Work order: The line containing "like (949, 417)." marks the end: write out exactly every line from the first line of the data below through that line, and only those.
_ _ _ _
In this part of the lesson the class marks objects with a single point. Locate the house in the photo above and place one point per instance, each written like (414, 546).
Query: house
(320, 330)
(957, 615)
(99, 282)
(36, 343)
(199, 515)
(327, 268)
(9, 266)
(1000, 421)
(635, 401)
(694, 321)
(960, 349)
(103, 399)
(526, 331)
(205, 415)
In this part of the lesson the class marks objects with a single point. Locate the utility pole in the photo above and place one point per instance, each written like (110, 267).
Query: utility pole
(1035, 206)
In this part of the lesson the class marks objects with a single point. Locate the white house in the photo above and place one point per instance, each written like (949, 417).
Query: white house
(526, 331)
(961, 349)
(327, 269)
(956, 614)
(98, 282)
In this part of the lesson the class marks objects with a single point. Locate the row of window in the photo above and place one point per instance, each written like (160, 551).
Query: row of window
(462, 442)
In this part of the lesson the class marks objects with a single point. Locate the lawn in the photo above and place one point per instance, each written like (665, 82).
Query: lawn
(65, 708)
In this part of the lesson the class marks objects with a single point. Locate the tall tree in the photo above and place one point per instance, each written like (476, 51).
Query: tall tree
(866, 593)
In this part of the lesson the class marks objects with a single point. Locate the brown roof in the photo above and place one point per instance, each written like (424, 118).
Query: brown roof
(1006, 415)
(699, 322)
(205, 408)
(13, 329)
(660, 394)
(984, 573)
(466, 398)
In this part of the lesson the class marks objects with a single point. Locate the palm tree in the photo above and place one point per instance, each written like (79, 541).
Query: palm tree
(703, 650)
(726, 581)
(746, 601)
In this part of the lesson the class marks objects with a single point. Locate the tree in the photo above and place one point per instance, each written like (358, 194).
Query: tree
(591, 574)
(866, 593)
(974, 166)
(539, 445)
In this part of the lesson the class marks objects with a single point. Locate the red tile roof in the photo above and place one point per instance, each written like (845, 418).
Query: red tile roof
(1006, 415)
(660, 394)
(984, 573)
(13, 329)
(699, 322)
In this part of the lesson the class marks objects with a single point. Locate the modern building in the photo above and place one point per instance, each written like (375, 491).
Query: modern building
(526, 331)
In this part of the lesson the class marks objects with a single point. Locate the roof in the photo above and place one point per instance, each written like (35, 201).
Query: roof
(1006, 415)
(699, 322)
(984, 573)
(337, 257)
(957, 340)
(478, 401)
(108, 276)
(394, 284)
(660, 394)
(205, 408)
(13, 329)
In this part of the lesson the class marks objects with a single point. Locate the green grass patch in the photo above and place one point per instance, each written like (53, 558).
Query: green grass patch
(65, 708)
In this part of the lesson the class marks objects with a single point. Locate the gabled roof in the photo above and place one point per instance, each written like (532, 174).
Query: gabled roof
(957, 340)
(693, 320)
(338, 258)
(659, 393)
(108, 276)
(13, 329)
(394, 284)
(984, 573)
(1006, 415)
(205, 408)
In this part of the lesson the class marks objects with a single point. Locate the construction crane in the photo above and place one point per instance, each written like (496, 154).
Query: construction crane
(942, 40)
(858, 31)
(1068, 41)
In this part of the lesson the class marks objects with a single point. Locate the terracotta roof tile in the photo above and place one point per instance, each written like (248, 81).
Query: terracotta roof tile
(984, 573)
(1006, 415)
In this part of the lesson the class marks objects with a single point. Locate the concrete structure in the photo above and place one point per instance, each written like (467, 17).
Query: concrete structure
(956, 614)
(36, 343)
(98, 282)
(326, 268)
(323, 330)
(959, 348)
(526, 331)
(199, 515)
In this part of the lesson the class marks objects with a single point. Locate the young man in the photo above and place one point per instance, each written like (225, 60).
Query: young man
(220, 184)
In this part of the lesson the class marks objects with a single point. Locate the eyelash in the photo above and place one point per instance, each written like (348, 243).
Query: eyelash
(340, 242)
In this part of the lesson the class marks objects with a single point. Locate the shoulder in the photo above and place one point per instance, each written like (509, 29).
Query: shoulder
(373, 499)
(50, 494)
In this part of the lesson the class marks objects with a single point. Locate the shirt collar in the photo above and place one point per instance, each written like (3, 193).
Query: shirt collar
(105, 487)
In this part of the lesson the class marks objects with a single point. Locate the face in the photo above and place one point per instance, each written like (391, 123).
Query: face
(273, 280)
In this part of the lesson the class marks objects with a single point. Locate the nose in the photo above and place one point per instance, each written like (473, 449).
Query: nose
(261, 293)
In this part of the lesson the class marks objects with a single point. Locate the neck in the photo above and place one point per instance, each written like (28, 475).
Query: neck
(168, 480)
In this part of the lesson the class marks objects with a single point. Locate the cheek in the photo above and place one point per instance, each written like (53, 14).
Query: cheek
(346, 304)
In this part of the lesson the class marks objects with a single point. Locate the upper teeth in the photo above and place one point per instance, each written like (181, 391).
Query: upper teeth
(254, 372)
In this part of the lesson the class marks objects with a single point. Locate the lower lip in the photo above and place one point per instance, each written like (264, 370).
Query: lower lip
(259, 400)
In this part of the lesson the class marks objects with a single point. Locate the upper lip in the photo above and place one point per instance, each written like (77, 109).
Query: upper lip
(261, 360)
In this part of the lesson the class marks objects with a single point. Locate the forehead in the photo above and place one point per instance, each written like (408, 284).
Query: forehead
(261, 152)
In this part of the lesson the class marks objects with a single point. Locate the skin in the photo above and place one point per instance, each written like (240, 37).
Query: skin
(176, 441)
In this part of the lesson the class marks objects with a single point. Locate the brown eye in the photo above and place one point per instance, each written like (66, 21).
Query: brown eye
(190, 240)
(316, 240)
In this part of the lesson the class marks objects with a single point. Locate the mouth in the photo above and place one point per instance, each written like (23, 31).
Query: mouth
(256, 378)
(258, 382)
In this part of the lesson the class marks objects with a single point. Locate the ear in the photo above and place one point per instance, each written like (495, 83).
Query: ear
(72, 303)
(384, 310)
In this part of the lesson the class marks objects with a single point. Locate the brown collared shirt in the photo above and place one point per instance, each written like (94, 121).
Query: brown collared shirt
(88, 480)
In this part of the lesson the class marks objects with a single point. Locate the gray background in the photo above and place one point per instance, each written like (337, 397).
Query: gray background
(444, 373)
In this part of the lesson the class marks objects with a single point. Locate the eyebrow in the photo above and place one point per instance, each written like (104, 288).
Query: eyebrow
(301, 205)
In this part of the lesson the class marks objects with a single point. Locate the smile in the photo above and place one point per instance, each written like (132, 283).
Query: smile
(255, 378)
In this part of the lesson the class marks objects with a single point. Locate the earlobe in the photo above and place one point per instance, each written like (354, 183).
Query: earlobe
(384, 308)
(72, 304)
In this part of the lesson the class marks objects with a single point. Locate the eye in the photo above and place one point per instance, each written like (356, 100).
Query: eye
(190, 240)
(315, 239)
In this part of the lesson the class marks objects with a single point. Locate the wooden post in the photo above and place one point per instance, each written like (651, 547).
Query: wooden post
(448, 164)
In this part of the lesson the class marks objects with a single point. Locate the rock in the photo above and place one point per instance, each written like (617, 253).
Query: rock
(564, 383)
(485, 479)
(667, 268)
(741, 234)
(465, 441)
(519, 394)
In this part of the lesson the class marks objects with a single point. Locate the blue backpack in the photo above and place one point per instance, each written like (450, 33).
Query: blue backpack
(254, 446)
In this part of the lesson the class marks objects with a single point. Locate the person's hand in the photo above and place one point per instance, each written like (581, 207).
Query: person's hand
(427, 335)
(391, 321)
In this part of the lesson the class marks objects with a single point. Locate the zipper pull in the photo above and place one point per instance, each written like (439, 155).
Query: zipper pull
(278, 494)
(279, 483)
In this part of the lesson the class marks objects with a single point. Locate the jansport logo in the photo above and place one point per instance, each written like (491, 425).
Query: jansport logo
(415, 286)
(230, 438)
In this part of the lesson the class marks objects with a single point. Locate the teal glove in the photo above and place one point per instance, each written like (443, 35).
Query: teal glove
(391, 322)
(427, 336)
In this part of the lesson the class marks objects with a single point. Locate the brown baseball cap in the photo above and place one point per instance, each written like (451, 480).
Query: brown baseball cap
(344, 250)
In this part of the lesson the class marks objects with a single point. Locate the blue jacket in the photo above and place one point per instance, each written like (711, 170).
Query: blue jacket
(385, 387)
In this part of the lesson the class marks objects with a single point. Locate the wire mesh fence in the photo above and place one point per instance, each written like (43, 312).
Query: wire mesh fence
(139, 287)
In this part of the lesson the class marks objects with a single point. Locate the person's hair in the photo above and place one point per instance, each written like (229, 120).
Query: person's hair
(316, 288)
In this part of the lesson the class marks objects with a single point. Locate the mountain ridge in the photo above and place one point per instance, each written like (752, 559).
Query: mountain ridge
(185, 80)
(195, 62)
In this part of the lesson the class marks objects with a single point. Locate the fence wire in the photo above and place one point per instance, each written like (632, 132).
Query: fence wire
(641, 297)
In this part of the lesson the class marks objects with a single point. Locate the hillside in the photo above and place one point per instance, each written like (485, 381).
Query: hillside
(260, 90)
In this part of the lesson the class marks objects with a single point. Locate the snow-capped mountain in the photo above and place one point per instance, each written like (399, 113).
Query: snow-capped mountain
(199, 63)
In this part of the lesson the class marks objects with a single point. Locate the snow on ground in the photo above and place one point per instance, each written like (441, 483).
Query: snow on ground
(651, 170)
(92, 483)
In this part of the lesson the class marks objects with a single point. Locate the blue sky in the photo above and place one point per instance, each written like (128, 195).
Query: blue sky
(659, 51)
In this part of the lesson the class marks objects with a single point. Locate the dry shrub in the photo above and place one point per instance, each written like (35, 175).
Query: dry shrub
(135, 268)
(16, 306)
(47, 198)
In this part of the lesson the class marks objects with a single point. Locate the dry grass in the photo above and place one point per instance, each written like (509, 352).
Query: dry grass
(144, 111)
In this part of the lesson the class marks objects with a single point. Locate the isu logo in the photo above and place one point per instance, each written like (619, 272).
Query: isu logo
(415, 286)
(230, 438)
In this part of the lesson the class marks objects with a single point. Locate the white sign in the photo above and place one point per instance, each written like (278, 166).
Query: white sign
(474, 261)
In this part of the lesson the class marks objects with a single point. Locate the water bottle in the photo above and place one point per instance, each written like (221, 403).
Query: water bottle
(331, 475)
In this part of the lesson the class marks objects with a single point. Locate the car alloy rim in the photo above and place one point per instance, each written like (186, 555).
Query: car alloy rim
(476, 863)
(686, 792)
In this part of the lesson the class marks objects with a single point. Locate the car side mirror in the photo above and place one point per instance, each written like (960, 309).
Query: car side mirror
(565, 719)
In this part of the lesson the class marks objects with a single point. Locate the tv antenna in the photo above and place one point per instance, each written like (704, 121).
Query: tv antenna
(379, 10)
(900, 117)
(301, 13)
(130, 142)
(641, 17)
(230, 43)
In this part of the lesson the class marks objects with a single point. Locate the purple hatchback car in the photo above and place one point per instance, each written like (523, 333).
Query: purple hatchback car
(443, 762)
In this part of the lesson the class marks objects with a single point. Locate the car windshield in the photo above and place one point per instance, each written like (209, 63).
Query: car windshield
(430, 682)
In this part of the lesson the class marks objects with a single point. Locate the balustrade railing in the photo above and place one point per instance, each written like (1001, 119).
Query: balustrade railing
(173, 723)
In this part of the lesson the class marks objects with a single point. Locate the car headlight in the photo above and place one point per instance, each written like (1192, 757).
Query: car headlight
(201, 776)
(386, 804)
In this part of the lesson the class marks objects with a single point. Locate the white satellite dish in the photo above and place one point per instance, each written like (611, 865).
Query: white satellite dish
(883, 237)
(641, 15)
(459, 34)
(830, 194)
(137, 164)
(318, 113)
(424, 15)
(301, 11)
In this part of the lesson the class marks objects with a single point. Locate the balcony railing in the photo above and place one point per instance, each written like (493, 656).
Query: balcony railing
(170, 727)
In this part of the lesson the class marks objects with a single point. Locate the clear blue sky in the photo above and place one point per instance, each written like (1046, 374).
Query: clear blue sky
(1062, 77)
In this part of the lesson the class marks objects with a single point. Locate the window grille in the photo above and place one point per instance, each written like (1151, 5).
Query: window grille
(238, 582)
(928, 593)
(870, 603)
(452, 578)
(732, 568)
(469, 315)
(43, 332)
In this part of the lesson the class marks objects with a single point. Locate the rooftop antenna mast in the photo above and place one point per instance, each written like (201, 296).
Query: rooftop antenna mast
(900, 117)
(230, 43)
_ _ _ _
Result below:
In this part of the lesson the class marks objects with a single point. Locate the house in the photo above and place one point per instance, each written like (414, 546).
Query: house
(320, 330)
(957, 615)
(99, 282)
(36, 343)
(199, 515)
(327, 268)
(9, 266)
(1000, 421)
(635, 401)
(694, 321)
(960, 349)
(103, 399)
(526, 331)
(205, 415)
In this part of the lesson the class marks objects with a single point. Locate the utility pole in the photo above and place one point per instance, each written like (110, 267).
Query: utility pole
(1035, 206)
In this part of the lesson the class marks objects with a single point. Locate the white house in the photo above and place one point per instance, each written like (949, 417).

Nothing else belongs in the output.